◆ WRITTEN REQUEST ◆
Continue the November 2005 blog entry about the semester's end and the man seen with a gun, starting right after its last sentence.

◆ READING TEXT ◆
Sunday, November 20, 2005
i have a dream that one day this nation will rise up
the end of the semester is nearing, and the work is piling up. i made a list the other day and i'm trying not to be completely overwhelmed by it right now...
i go home for thanksgiving on wednesday which i'm not really looking forward to. seems like just about every year around my birthday my parents and i end up in a huge fight. can't wait for this one!
the other night i was driving with kat and leyla to get doughnuts on erie. we turned around a corner and there was this guy walking up the street towards us, and i was looking at him as we got closer to him, and just as we were about to pass him, i realized he had a gun in his hand. i realize this shouldn't be too shocking considering this is syracuse, but besides scaring the shit out of me for a bit it made me think. i wasn't really worried that he'd shoot at us so much as where he was going with that gun...

◆ DATASET EXTRACT ◆
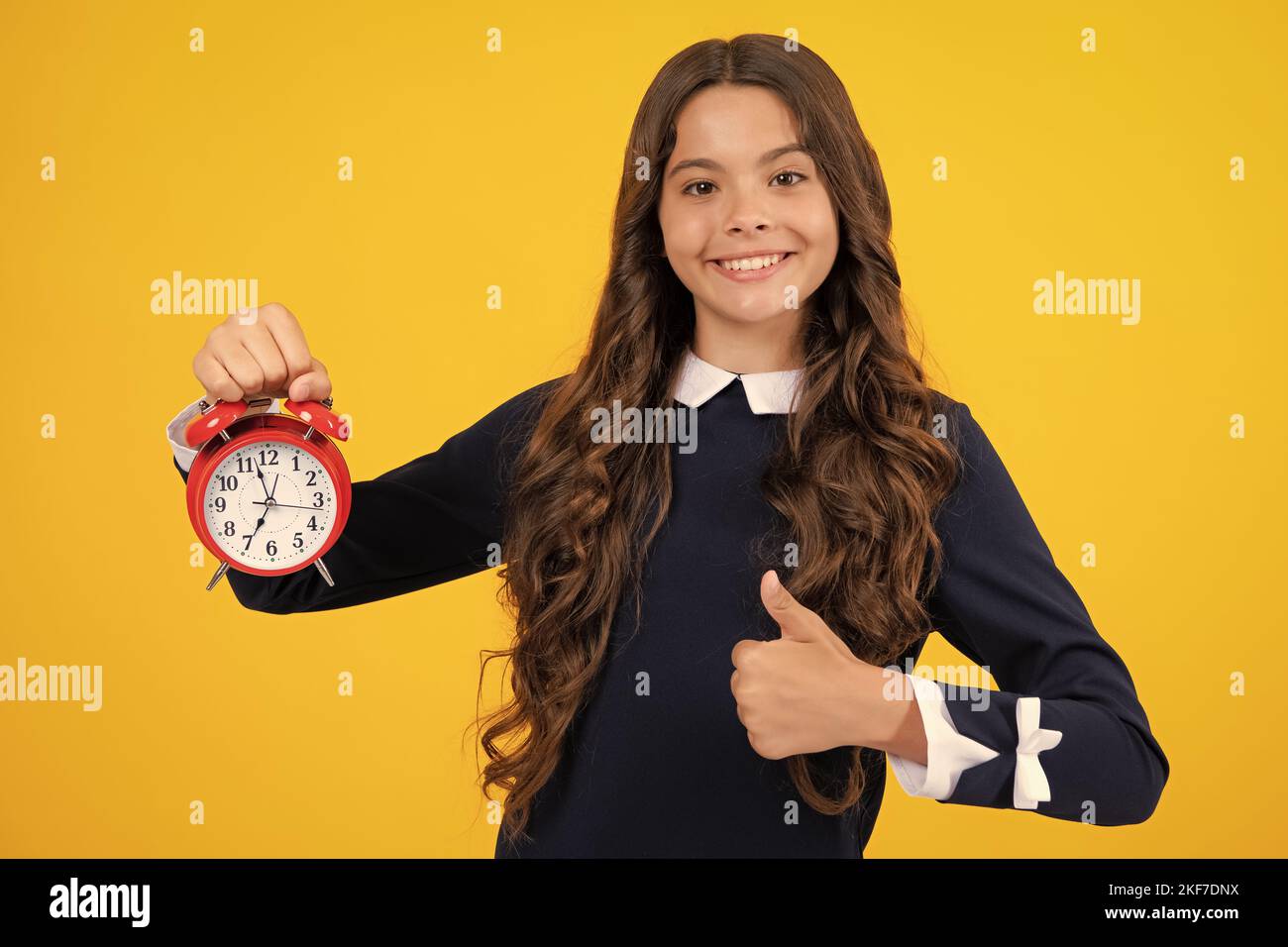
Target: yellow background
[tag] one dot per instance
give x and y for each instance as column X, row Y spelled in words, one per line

◆ TASK OUTPUT ◆
i read the newspaper every day and i wonder what the hell a bunch of old, rich white men think they can do to fix the real problems plaguing our country. poverty, homelessness... there's this photographer who calls himself boogie who shoots a lot of documentary style city stuff who i think sums it up pretty well:
low income housing, apart from the poor, houses gangs, drugs and violence. it houses a community of hopeless young people, who never had a childhood or were given a chance to start a life free of the rules of the ghetto. prostitution, theft, extortion are the means of survival in a drug filled environment that leads into a vicious cycle of violenc,e poverty and high mortality rate.
twenty years ago, the crack cocaine plague spread throughout the ghettos of urban america. it brought a surge in violence, caused by territorial rivalry between gangs, all fighting for their share of drug business. the affordable price of crack brought this highly addictive and lethal substance into the hands of those always in search fora way out of their misery - the poor.
gang related shootings soared. a whole array of social problems came along to accompany the gang lifestyle, adn we are faced with them today. children who grew up with gang role models and who are coming from famillies with drug addicted parents and/or broken homes skipped childhood. to prove their maturity they got involved in crime and early sexual actrivity. teenage and adult prstitution, drug dealing and theft replaced work. teenage pregnancies becme the norm, with young girls hoping to form adn maintain their families, but failing to do so as a rule. single mothers were left to fight for a normal life for their children, but wihtout education or any job prospects, they never stood a chance.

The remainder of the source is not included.